Page extract:

My fear was that You wouldn’t, and I would have to endure this trial and pain all my life.
I cried out to You in despair from the deepest depths of my soul.
Broken after all my attempt to escape had ended in failure.
Broken, worn down, bettered, and bruised after enduring for so long.
What if God doesn’t rescue? What if I am never free?
I don’t want to live like this anymore. All the pain and suffering.
Please, Lord, don’t let it be.
My fear was not unspoken, not hidden away in my mind.
I said these words in the open. God knew anyway.
God answers prayers – yes, wait, or no.
I wanted yes. I needed yes, not wait, especially not no.
God’s answer came quickly once I stepped aside and let Him take control.
“Yes, my child, I hear you. I’ve been waiting for you to call.
So much needless hurt, so much wasted time and energy because you kept trying to control, because you wouldn’t let go.
I would have given you comfort. I would have given you peace. I would have given you strength, had you only given the problem to me.
You are free now. Time to heal and replenish your soul.”

I am free. There is peace. It is well with my soul.

No one is immune from experiencing a traumatic event. Some events are more traumatic than others. And some can go on for months, even years. They can wear us down to the point where we don’t have the strength to fight anymore. We can go into survival mode.

Maybe the occurrences aren’t constant. Maybe there is a break in between them. With each quiet period or breather, maybe we though it was over. But with each new occurrence, more damage is done to our minds, emotions, and bodies.

The longer this goes on (months, years), the less it takes for our bodies to react negatively. A small occurrence can cause us to experience a large amount of stress such as tightening in the chest and trouble breathing to name a few. Even during the quiet periods, trouble sleeping can be common. We can live feeling like we’re walking on eggshells wondering and waiting for the next occurrence.

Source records

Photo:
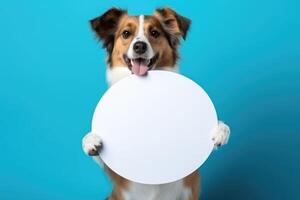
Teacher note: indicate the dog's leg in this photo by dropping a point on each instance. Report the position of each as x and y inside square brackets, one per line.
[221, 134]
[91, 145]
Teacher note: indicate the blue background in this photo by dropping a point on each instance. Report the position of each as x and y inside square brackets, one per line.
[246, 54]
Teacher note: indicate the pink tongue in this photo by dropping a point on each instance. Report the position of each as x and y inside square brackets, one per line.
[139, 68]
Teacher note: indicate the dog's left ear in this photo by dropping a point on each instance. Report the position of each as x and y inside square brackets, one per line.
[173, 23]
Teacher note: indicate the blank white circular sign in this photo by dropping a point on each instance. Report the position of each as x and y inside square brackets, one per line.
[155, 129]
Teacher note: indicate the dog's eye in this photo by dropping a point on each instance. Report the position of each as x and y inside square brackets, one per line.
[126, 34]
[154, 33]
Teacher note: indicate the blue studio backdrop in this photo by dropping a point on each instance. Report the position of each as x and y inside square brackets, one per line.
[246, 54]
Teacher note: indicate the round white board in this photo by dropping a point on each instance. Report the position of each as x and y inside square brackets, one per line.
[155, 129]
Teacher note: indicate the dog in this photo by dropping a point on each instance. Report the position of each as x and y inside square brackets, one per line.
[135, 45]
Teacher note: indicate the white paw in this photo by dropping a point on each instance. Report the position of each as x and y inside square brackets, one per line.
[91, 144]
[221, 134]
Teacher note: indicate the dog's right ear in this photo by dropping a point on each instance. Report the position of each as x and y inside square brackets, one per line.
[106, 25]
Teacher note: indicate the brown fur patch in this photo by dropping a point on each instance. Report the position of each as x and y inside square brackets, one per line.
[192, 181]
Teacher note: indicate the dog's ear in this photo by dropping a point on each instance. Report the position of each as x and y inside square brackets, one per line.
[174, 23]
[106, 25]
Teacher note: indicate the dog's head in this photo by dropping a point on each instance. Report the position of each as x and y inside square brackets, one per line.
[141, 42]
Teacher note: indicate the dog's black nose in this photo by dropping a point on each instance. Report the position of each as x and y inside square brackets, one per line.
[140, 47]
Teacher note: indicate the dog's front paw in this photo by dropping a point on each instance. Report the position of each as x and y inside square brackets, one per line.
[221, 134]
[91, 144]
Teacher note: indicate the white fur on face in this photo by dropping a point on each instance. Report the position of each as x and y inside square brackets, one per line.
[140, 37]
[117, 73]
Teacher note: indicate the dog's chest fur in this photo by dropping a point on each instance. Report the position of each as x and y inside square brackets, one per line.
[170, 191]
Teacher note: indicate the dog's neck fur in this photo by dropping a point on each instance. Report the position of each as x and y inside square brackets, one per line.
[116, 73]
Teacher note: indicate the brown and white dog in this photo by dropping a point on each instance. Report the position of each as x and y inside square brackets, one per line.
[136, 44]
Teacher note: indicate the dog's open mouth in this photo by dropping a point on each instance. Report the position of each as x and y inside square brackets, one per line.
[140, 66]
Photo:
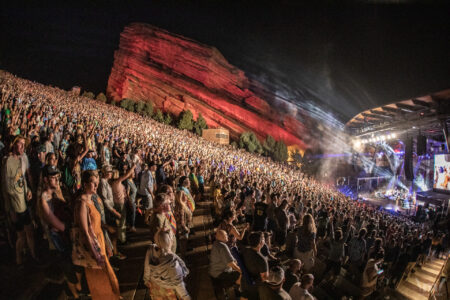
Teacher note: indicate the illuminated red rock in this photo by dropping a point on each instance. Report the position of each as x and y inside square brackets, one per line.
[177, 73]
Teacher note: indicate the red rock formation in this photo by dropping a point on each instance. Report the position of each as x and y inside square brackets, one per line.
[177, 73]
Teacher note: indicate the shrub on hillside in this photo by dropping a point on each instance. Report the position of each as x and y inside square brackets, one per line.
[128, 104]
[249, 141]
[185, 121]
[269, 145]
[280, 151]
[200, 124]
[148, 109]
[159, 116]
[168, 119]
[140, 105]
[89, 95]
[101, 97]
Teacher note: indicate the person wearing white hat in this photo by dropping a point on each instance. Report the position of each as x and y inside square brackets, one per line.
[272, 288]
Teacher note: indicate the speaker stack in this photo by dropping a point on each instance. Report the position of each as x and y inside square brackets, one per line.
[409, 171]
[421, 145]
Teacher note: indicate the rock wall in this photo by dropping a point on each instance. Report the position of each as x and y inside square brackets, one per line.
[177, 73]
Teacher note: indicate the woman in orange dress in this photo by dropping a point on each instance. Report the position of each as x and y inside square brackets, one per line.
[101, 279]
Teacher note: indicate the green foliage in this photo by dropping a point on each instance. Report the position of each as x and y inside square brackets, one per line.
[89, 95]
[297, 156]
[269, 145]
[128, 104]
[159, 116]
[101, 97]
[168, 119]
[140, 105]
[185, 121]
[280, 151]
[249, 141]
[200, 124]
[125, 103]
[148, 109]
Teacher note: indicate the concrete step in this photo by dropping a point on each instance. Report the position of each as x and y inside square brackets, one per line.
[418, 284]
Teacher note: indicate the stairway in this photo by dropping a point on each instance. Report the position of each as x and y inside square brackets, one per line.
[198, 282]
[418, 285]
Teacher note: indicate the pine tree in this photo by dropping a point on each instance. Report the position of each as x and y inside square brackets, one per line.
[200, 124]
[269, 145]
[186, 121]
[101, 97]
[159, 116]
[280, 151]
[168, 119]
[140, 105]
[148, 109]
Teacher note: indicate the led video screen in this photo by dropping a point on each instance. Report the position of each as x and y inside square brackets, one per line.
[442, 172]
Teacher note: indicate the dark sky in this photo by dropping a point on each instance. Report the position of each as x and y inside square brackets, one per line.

List of tasks:
1. In the passage on prayer and trauma, what three answers does God give to prayers?
2. Please write out the passage on prayer and trauma word for word, from "Broken after all" up to and including "pain and suffering.".

Task-by-task solutions:
1. Yes, wait, or no.

2.
Broken after all my attempt to escape had ended in failure.
Broken, worn down, bettered, and bruised after enduring for so long.
What if God doesn’t rescue? What if I am never free?
I don’t want to live like this anymore. All the pain and suffering.